[Opening STUDY MATERIAL section]

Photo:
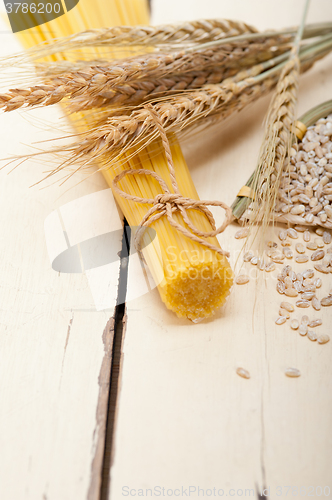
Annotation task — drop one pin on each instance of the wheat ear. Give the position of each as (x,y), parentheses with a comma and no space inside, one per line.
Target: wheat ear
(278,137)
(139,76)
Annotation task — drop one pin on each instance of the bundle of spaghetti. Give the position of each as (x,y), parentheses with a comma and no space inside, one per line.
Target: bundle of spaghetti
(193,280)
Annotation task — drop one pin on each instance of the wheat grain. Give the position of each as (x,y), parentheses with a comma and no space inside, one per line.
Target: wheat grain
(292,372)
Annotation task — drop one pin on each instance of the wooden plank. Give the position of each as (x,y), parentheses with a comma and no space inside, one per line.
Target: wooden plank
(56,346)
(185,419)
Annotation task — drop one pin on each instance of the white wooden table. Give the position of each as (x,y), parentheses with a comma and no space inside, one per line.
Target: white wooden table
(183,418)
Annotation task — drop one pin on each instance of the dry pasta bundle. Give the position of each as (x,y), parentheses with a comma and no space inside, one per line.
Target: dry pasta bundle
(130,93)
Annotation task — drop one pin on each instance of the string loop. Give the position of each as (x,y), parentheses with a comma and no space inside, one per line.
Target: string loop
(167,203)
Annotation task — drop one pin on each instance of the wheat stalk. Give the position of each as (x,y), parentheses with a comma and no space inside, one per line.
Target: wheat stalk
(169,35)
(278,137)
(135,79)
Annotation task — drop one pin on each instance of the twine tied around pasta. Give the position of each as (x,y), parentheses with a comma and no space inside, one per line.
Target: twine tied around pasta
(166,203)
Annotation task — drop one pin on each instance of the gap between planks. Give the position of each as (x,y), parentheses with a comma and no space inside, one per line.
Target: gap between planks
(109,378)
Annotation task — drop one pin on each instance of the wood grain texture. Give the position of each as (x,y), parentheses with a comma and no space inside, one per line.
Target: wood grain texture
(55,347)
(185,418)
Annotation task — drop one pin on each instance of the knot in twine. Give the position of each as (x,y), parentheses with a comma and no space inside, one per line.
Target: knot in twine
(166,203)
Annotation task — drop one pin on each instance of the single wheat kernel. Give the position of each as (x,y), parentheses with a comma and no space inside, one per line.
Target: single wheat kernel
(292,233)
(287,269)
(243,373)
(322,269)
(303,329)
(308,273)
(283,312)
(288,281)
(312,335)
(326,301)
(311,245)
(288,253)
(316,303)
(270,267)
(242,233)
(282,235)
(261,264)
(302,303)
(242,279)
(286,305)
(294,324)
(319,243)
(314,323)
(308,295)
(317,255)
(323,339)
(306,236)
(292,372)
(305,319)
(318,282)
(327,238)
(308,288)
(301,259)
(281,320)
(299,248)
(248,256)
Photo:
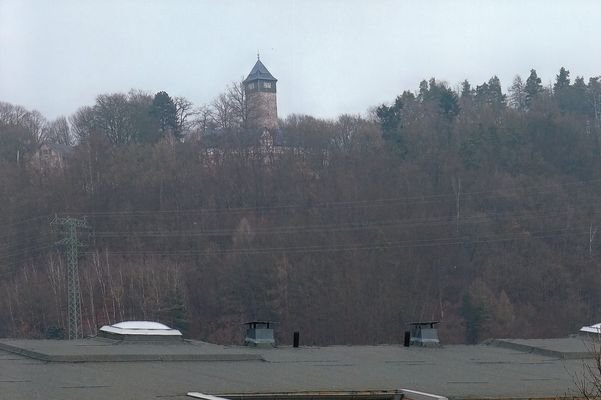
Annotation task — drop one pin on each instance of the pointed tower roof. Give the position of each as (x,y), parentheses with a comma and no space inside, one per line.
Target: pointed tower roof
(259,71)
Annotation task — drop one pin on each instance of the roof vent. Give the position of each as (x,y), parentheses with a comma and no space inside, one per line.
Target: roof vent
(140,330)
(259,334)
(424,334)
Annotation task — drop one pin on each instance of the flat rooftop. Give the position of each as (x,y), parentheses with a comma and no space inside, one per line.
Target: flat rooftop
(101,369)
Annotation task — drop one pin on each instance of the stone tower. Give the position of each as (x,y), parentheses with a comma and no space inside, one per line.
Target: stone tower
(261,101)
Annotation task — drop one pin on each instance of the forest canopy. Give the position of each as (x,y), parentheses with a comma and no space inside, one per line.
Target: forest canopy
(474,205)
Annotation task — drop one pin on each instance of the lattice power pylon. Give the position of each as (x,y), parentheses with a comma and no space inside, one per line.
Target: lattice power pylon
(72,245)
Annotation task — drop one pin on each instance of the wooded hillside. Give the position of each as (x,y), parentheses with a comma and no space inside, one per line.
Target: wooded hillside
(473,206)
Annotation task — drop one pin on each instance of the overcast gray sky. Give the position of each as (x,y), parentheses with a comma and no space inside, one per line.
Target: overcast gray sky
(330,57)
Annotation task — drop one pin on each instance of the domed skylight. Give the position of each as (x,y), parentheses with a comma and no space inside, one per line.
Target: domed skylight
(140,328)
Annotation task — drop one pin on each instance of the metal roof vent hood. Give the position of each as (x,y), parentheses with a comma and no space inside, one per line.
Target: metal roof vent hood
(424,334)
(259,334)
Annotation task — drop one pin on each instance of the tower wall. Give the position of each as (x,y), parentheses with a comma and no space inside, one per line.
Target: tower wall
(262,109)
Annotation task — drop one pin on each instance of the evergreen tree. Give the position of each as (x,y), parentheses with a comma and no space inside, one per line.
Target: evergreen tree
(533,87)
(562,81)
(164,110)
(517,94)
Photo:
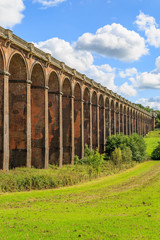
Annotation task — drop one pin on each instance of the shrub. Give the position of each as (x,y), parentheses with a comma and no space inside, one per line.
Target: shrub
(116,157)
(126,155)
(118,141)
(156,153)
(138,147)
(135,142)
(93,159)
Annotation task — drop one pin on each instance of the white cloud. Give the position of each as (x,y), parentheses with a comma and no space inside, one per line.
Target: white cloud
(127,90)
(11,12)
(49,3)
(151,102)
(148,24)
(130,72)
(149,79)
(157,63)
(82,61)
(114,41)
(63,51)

[Closing STUDY MATERIAL section]

• _WORK INSTRUCTIONS_
Your response must restate every record above exactly, with each picture omitted.

• _SOLUTION_
Photo:
Annotation task — drop one pin on each instance of the wheat ear. Give the position of each as (x,y), parentheses with a comma and no space inside, one per line.
Target: wheat ear
(278,137)
(139,76)
Annotation task — drop one pin on each instance of the bundle of spaghetti. Give the position of each as (x,y), parentheses with a comma and no space inside, one per line.
Target: bundle of spaghetti
(193,280)
Annotation task — drop one pin on each instance of the wheat grain. Give the position of each as (x,y), parentheses with a comma and no space inside, one per line.
Target: wheat grain
(292,372)
Annotation task — drop one pin on each instance of the wooden plank. Give the position of each as (x,y), parentheses with a comma and no space inside, one per line.
Target: wooden plank
(56,346)
(185,419)
Annotation task — drop one pin on each instance of the white wooden table. Give the position of each as (x,y), parentheses with a comma and no space inside, one per line.
Target: white wooden table
(183,418)
Annotation task — drop one pin on each instance of the dry pasta bundle. Give the position of each as (x,y), parentheses with a comma and no space inside, one per line.
Target: dry pasta bundle
(130,93)
Annotation task — drop one pin on each instance of the string loop. Give the position of each as (x,y), parentheses with a comma and no space inside, one per line.
Target: string loop
(167,203)
Annotation task — drop one pin on each instance of the wheat stalk. Give the position of each as (x,y), parentheses with a comma and no space inside, one per line.
Target: wheat stalk
(169,35)
(278,137)
(135,79)
Annotation task — drop one pin on each instance of the twine tied around pasta. Give the position of each as (x,y), parentheses with a comma and no space inside, one per line.
Target: twine tied around pasta
(166,203)
Annotation task — drop one pin on each instance of the gap between planks. Give the position of each as (x,y), parentheses with a comma and no space inside, one per line.
Target: gap between planks
(109,378)
Annotation task — drop one pin on each instance of the wood grain texture. Give the position of each as (x,y), parentheses with a comma and no space inside, one per line.
Target: wood grain texture
(55,347)
(185,418)
Annotation task — drop one pin on each instance of the knot in twine. Give the position of each as (x,y), parentheses with a comma and no space inside, one per line.
Target: knot in twine
(166,203)
Annotation task — drop one pin on each instance of the single wheat kernel. Give the position of each as (x,y), parentheses with a comma and no space inside, one per line.
Target: single wheat kernel
(292,233)
(287,269)
(243,373)
(322,269)
(303,329)
(308,273)
(283,312)
(288,281)
(312,335)
(326,301)
(311,245)
(288,253)
(316,303)
(270,267)
(242,233)
(282,235)
(261,264)
(302,303)
(242,279)
(286,305)
(294,324)
(319,243)
(314,323)
(308,295)
(317,255)
(323,339)
(306,236)
(292,372)
(305,319)
(318,282)
(327,238)
(308,288)
(301,259)
(281,320)
(299,248)
(248,256)
Photo:
Annotation task — drop one pin on each instance of the pointed tower roof. Give the position of each as (x,y), parentheses with a comma and no space inside, one per line.
Target: pointed tower roof
(259,71)
Annotation task — drop one pin on each instance of the roof vent. Give the position of each as (x,y), parentheses with a comma and no space inside, one per line.
Target: roof vent
(140,330)
(259,334)
(424,334)
Annotation task — drop one pin on each instance of the flat rooftop. Give the position of each as (x,y), parentheses with a comma and no space inside, one per line.
Target: flat rooftop
(101,369)
Annotation task — drop one pin on each instance of the stone tower. Give the position of each as (x,y), parentheses with a comma and no space inside, one per line.
Target: stone tower
(261,101)
Annotation task — drop one pin on each instance of the forest canopy. Give the position of each as (x,y), parentheses with a comma and no space inside, one per line.
Target: forest canopy
(474,205)
Annotation task — drop one pin on each instance of the lattice power pylon. Give the position of each as (x,y), parentheses with a comma and no space inside, one per line.
Target: lattice power pylon
(72,245)
Annotation task — drop one pin on each instance of the wooded hillside. Give the position of each as (x,y), parentheses with a comma and no space inside, one per line.
Target: wooded hillside
(473,206)
Annotation task — drop one pin on each instance of the overcast gray sky. Give the position of each as (x,y), parentheses with a comma and no space inside, one per line.
Target: overcast gray sky
(330,57)
Annotation task — drop one pin on each instance of the domed skylight. Give the position of each as (x,y), parentheses with a comma and no space inside, one per line.
Target: domed skylight
(140,328)
Annotation task — drop one pin on each instance of the metal roof vent hood. Give the position of each as (x,y), parentheses with a comma and no space inside, one per line.
Target: metal roof vent hood
(424,334)
(259,334)
Annotation task — drop one pin on each instance of the tower wall. Give the position of each as (x,y), parentheses with a comma and no space inside, one per line.
Target: tower wall
(262,109)
Annotation task — drop one pin on each instance of the evergreen tree. Give the position of each as (x,y), parentheses with a comma and no space inside, one per line.
Target: evergreen tree
(533,87)
(562,81)
(164,110)
(517,94)
Photo:
Annotation task — drop one pin on each instance of the shrub. Give the position of each as (x,y), parentheses with a comma and no space inside, one per line.
Target: shrub
(116,157)
(126,155)
(118,141)
(156,153)
(138,147)
(135,142)
(93,159)
Annotation task — drop one pin on each instance of the white cloud. Give the position of each as (x,y), parentheses with a comma and no space inside, one per line.
Target: white cloud
(127,90)
(11,12)
(49,3)
(151,102)
(148,24)
(130,72)
(149,79)
(157,63)
(82,61)
(114,41)
(63,51)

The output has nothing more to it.